→ Énoncé
Recopiez fidèlement le passage de la critique qui s'ouvre sur les mots contenant « C'est la Finta » et se ferme sur « et la richesse. ».

→ Extrait
***

2 DVD DG 044007342220
(série M22)
C'est la Finta qu'on assassine
La Finta giardiniera fait
partie des opéras de Mozart que l'on hésite encore
à classer entre les chefs-d'oeuvre de la maturité et les
ouvrages de jeunesse. La publication en dvd, à quelques semaines
de distance, de deux productions marquantes du onzième
opéra du Salzbourgeois aurait dû nous permettre de mieux
en mesurer l'intérêt et la richesse.
Le problème est que, à la différence de Don Giovanni ou des Nozze, qui gagnent à être transposés dans les situations les plus improbables, la Finta
se doit d'exister d'abord au « premier
degré » avant de passer par le prisme de la
modernisation. Or ce premier degré, c'est ce que semble refuser
Doris Dörrie, tout autant que Tobias Moretti dans la production zurichoise.
Ce premier degré, c'est celui du drame baroque dont le livret de
Petrosellini, dans la lignée de Calderon et Rotrou, use de
toutes les ressources (fausse mort, imbroglio amoureux, illusion, songe
reconnaissance...). Pourquoi le travail de Dörrie est-il si
concret, terre-à-terre, capitaliste alors que l'oeuvre oscille
avec magie entre réalité, rêve et illusion ?

***

→ Relevé

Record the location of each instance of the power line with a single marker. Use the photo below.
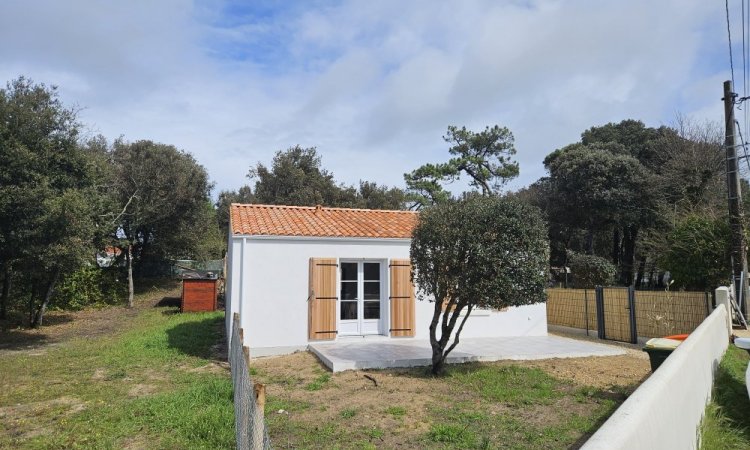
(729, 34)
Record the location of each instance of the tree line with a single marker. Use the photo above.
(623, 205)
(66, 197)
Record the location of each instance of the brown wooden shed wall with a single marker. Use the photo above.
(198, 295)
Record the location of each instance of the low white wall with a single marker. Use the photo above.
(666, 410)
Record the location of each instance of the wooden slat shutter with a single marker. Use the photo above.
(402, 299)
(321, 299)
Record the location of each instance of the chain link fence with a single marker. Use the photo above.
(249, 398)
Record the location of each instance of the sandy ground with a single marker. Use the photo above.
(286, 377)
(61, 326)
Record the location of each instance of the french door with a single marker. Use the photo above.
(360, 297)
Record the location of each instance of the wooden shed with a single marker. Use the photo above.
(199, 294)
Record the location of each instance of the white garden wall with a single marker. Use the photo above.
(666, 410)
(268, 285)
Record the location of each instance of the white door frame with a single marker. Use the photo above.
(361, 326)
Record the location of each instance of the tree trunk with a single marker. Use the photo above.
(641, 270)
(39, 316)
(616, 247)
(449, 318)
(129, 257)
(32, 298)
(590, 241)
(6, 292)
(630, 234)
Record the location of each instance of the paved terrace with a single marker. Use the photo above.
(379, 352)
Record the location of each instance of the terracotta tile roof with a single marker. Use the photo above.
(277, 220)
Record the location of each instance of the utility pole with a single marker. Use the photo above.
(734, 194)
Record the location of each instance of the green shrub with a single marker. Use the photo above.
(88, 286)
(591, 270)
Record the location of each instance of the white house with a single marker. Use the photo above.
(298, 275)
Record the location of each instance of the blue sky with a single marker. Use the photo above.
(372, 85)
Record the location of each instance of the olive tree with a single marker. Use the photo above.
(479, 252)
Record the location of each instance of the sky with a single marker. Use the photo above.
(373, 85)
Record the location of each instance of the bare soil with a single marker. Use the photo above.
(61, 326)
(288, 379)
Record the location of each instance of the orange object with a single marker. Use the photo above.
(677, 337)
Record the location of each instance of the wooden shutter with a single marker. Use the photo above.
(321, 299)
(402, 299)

***

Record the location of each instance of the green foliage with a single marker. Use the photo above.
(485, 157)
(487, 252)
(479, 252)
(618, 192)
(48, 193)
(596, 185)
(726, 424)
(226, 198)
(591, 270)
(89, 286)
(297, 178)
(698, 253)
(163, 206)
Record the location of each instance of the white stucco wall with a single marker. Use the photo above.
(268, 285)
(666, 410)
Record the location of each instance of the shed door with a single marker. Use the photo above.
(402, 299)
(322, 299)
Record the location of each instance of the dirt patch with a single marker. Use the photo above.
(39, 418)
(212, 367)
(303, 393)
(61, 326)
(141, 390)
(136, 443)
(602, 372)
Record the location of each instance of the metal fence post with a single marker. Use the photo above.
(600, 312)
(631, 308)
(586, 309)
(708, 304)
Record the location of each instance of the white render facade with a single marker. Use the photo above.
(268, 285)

***

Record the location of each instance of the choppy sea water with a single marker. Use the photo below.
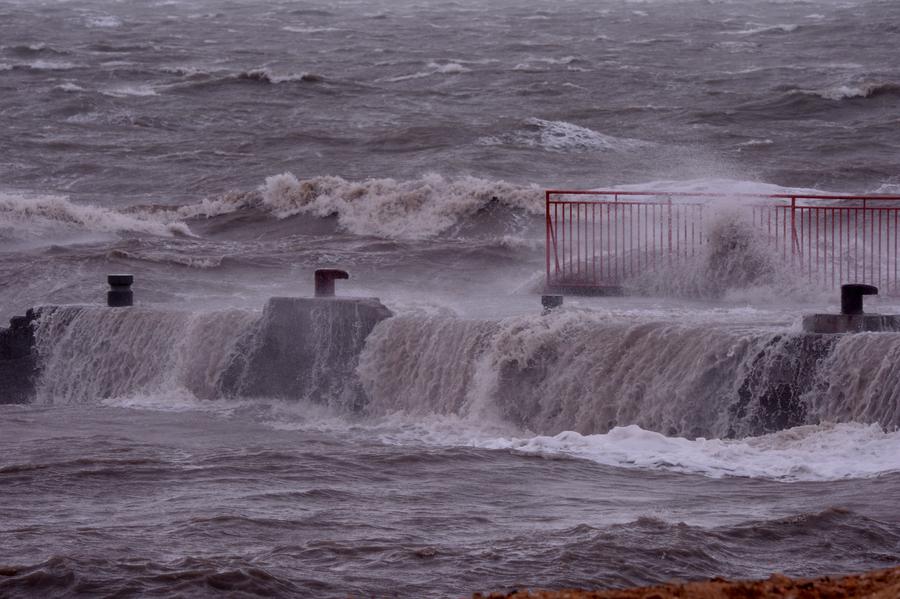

***

→ Résultat obtenu
C'est la Finta qu'on assassine
La Finta giardiniera fait
partie des opéras de Mozart que l'on hésite encore
à classer entre les chefs-d'oeuvre de la maturité et les
ouvrages de jeunesse. La publication en dvd, à quelques semaines
de distance, de deux productions marquantes du onzième
opéra du Salzbourgeois aurait dû nous permettre de mieux
en mesurer l'intérêt et la richesse.